» **TRY IT**: What is needed here is an exact copy of all the records below.

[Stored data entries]
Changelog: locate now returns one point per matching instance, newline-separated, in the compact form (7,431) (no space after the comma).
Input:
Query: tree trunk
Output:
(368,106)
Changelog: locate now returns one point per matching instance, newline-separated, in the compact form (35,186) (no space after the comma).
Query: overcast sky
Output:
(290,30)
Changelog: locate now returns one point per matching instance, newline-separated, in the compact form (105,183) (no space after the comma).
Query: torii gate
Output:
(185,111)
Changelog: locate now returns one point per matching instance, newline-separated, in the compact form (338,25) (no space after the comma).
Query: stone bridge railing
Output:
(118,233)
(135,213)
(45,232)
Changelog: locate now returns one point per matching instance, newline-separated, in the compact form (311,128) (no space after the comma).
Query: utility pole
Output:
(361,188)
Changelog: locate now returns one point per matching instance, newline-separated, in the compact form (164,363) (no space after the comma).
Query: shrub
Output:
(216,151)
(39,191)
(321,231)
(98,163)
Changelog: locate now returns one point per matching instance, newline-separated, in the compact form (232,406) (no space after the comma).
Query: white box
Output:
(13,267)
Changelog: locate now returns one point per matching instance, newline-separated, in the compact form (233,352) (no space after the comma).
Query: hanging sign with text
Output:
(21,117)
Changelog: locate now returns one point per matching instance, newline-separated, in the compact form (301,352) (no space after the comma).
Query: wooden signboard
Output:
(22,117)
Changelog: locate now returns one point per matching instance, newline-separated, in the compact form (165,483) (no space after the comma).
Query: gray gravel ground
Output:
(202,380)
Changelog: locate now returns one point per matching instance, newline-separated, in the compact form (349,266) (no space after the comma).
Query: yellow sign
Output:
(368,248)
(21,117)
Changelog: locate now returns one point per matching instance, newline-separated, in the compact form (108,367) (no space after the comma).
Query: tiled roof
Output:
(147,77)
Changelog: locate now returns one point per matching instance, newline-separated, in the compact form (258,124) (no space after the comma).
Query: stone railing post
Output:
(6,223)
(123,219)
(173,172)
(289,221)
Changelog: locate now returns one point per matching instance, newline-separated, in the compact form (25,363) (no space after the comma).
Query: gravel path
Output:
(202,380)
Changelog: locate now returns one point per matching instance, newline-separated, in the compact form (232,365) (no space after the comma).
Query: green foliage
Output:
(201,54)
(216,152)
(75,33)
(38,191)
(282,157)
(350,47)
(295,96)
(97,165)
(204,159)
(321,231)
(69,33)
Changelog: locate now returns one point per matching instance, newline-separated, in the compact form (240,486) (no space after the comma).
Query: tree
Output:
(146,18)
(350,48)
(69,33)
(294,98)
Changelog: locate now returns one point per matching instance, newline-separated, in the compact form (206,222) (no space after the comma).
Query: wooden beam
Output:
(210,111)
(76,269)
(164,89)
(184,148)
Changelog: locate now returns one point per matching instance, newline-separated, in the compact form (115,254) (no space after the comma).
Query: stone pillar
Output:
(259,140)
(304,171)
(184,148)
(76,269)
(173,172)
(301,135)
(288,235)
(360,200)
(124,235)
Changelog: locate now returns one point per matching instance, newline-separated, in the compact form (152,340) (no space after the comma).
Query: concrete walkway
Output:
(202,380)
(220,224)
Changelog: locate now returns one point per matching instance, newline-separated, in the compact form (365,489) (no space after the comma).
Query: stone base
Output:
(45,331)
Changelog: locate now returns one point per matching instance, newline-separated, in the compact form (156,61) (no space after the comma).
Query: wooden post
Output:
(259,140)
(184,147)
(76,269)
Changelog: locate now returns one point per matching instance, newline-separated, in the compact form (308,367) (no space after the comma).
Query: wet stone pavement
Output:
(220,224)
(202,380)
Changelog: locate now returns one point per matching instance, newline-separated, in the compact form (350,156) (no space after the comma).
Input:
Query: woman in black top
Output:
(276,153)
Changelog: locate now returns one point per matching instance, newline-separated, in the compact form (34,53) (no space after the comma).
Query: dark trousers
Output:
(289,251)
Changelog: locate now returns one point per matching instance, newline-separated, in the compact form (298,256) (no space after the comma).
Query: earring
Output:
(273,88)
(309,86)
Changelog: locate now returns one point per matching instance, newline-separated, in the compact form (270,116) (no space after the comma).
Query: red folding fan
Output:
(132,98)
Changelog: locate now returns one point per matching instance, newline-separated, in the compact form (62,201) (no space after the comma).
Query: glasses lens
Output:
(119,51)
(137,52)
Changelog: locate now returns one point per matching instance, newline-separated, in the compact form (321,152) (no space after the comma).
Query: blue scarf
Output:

» **THE ANSWER**:
Changelog: locate now returns one point per matching instance, newline-separated, in the compact form (7,431) (no space after the comma).
Input:
Query: tree trunk
Output:
(368,106)
Changelog: locate now returns one point per matching instance, newline-separated, in the compact form (35,186) (no space after the comma).
Query: overcast sky
Output:
(290,30)
Changelog: locate now returns one point per matching instance, newline-separated, in the compact form (105,183) (no space after the comma).
Query: torii gate
Output:
(185,111)
Changelog: locate now returns one point per matching instance, newline-separated, in the compact form (338,25) (no space after the comma).
Query: stone bridge railing
Output:
(118,233)
(135,213)
(45,232)
Changelog: locate now returns one point per matching instance, newline-separated, in the compact form (311,128) (no space after the comma).
Query: utility pole
Output:
(361,188)
Changelog: locate now returns one point per matching instance, newline-separated, in the compact form (164,363) (no space after the comma).
Query: shrub
Output:
(216,151)
(39,191)
(321,231)
(98,163)
Changelog: locate now returns one point per matching instance, newline-separated, in the compact form (232,406) (no space after the comma).
Query: white box
Output:
(13,267)
Changelog: locate now returns one point per matching instance, newline-separated, in the compact form (233,352) (no space after the comma).
Query: hanging sign with text
Output:
(21,117)
Changelog: locate now returns one point per matching instance, newline-separated, in the compact form (301,352) (no space after the comma).
Query: wooden signboard
Output:
(22,117)
Changelog: locate now returns one point per matching instance, newline-separated, in the compact form (165,483) (no space after the comma).
Query: gray gravel ground
Output:
(202,380)
Changelog: locate now returns one point per matching instance, newline-separated, in the compact form (349,266) (no space after the comma).
Query: yellow sign
Output:
(368,248)
(21,117)
Changelog: locate now returns one point per matching instance, newline-separated, in the compact form (108,367) (no space after the comma).
Query: tiled roof
Output:
(147,77)
Changelog: locate now returns one point per matching instance, newline-separated, in the compact form (258,124) (no space after the comma).
Query: stone railing post
Output:
(6,223)
(123,219)
(173,172)
(289,221)
Changelog: locate now returns one point per matching instance, newline-separated, in the compact form (25,363) (no space after the comma).
Query: gravel path
Output:
(202,380)
Changelog: locate now returns one point per matching instance, newline-separated, in the compact form (232,365) (no space after the comma).
Query: green foliage
Output:
(201,54)
(216,152)
(75,33)
(38,191)
(282,157)
(350,47)
(295,96)
(97,165)
(204,159)
(321,231)
(69,33)
Changelog: locate now returns one point per matching instance, newline-separated, in the compact form (240,486) (no space after the comma).
Query: tree
Output:
(146,18)
(350,48)
(69,33)
(294,98)
Changelog: locate now returns one point per matching instance, newline-separated, in the compact form (206,222) (no space after the comma).
Query: wooden beam
Output:
(210,111)
(76,269)
(164,89)
(184,148)
Changelog: locate now returns one point per matching instance, newline-separated, in the compact form (115,254) (no space after the comma).
Query: stone pillar
Output:
(259,140)
(304,171)
(184,148)
(76,269)
(173,172)
(301,135)
(288,235)
(360,200)
(124,235)
Changelog: locate now returns one point per matching instance, newline-separated, in the compact form (152,340) (no space after the comma).
Query: concrete walkway
Output:
(202,380)
(220,224)
Changelog: locate now returns one point per matching instance, newline-separated, in the compact form (365,489) (no space after the comma).
Query: stone base
Output:
(45,331)
Changelog: locate now returns one point per matching instance, newline-separated, in the compact form (156,61) (no space after the comma).
Query: wooden post
Output:
(259,140)
(184,147)
(76,269)
Changelog: locate now returns one point per matching instance, newline-separated, in the compact form (308,367) (no space after the comma).
Query: wet stone pavement
Output:
(220,224)
(202,380)
Changelog: locate now returns one point per matching instance, newline-separated, in the compact form (350,156) (no space after the comma).
Input:
Query: woman in black top
Output:
(276,153)
Changelog: locate now returns one point per matching instance, newline-separated, in the compact form (34,53) (no space after the comma).
Query: dark trousers
Output:
(289,251)
Changelog: locate now returns one point per matching instance, newline-separated, in the compact form (298,256) (no space after the comma).
Query: earring
Output:
(273,88)
(309,86)
Changelog: locate now returns one point per matching instance, newline-separated, in the compact form (270,116) (no space after the comma).
Query: red folding fan
Output:
(132,98)
Changelog: locate now returns one point per matching instance, newline-separated, in the compact form (62,201) (no space after the comma).
Query: glasses lens
Output:
(119,51)
(137,52)
Changelog: locate now returns one point per matching instance, newline-separated, in the compact form (321,152) (no space after the comma).
Query: blue scarf
Output:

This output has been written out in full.